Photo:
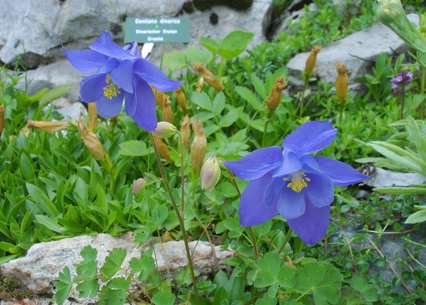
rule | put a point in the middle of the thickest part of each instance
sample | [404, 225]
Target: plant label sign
[158, 29]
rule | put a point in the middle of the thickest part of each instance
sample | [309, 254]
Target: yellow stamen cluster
[298, 182]
[110, 90]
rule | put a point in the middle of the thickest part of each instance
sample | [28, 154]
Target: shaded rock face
[39, 269]
[357, 51]
[35, 29]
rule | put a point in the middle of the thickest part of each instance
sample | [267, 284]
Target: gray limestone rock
[40, 267]
[34, 30]
[357, 51]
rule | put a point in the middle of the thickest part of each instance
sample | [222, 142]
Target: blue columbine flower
[292, 183]
[120, 74]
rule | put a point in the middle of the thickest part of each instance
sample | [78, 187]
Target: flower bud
[208, 76]
[91, 141]
[198, 146]
[210, 174]
[341, 81]
[185, 132]
[164, 130]
[47, 126]
[181, 98]
[167, 111]
[138, 184]
[93, 116]
[276, 94]
[200, 85]
[311, 62]
[162, 148]
[1, 118]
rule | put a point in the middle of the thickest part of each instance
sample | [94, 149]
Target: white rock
[51, 76]
[35, 29]
[357, 51]
[40, 267]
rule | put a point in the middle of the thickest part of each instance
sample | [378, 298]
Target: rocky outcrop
[39, 269]
[356, 51]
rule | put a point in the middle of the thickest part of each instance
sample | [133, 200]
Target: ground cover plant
[226, 119]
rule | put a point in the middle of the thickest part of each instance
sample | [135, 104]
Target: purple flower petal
[291, 204]
[257, 163]
[313, 224]
[319, 190]
[122, 75]
[130, 104]
[253, 210]
[145, 115]
[110, 64]
[85, 60]
[290, 164]
[152, 75]
[105, 45]
[310, 137]
[340, 173]
[91, 87]
[108, 108]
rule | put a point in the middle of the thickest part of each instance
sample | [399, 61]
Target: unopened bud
[208, 76]
[341, 81]
[200, 85]
[181, 99]
[198, 146]
[162, 148]
[276, 94]
[138, 184]
[167, 111]
[210, 174]
[47, 126]
[185, 132]
[1, 118]
[311, 62]
[93, 116]
[164, 130]
[91, 141]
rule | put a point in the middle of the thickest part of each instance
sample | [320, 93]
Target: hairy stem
[180, 218]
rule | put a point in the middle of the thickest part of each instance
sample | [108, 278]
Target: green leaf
[234, 43]
[250, 97]
[409, 190]
[113, 263]
[41, 200]
[134, 148]
[54, 94]
[163, 298]
[87, 288]
[218, 103]
[26, 166]
[267, 271]
[202, 100]
[50, 223]
[62, 286]
[417, 217]
[322, 280]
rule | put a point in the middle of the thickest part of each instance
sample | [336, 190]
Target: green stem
[302, 98]
[265, 128]
[287, 238]
[180, 218]
[253, 240]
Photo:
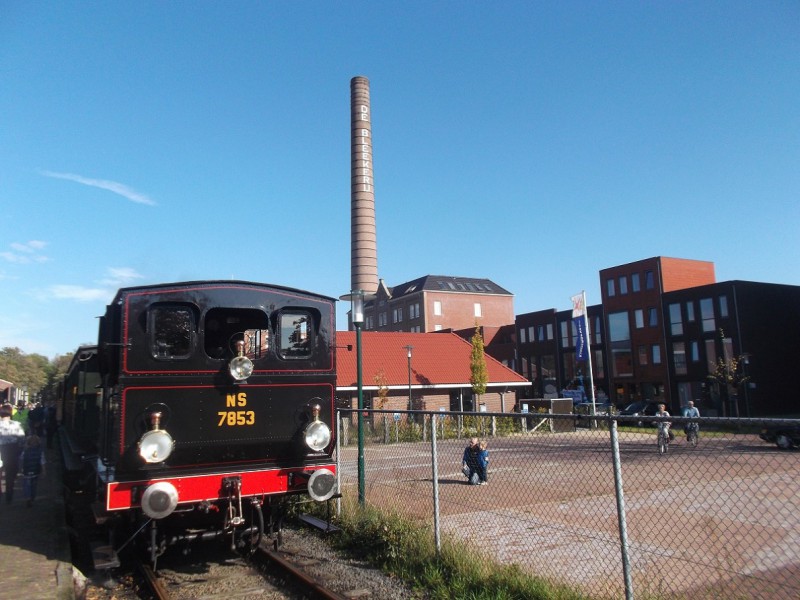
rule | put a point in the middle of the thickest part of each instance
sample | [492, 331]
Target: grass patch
[406, 549]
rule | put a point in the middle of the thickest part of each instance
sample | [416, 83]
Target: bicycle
[692, 434]
[663, 439]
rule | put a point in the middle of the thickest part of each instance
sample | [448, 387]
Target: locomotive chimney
[363, 238]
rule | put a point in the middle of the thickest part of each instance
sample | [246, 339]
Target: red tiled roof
[437, 359]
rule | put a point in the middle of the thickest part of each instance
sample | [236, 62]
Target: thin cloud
[77, 292]
[104, 184]
[116, 277]
[120, 276]
[24, 254]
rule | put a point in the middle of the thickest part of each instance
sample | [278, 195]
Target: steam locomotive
[202, 408]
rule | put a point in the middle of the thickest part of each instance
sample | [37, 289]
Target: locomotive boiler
[203, 406]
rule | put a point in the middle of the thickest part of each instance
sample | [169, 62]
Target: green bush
[406, 549]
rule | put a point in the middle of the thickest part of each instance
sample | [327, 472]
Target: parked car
[784, 437]
[600, 408]
[646, 408]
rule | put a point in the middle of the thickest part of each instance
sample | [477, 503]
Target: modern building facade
[667, 331]
[732, 348]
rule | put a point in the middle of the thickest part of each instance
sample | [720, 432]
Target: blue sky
[532, 143]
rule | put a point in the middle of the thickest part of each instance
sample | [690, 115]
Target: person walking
[483, 463]
[470, 461]
[33, 462]
[663, 426]
[692, 428]
[11, 437]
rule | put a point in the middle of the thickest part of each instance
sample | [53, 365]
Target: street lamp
[356, 298]
[409, 348]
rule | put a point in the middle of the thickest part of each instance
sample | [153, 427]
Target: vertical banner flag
[579, 321]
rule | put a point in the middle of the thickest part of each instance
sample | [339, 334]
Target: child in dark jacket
[483, 463]
[32, 463]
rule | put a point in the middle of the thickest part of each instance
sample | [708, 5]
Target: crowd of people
[22, 449]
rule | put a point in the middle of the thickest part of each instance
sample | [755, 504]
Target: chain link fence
[590, 501]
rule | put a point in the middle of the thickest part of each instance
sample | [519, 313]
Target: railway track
[267, 574]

+---+

DESCRIPTION OF THE TASK
Show each line of the listing above that contains the word "green", copied character for character.

EXPECTED ANSWER
Target: green leaf
Target: green stem
Target: green bush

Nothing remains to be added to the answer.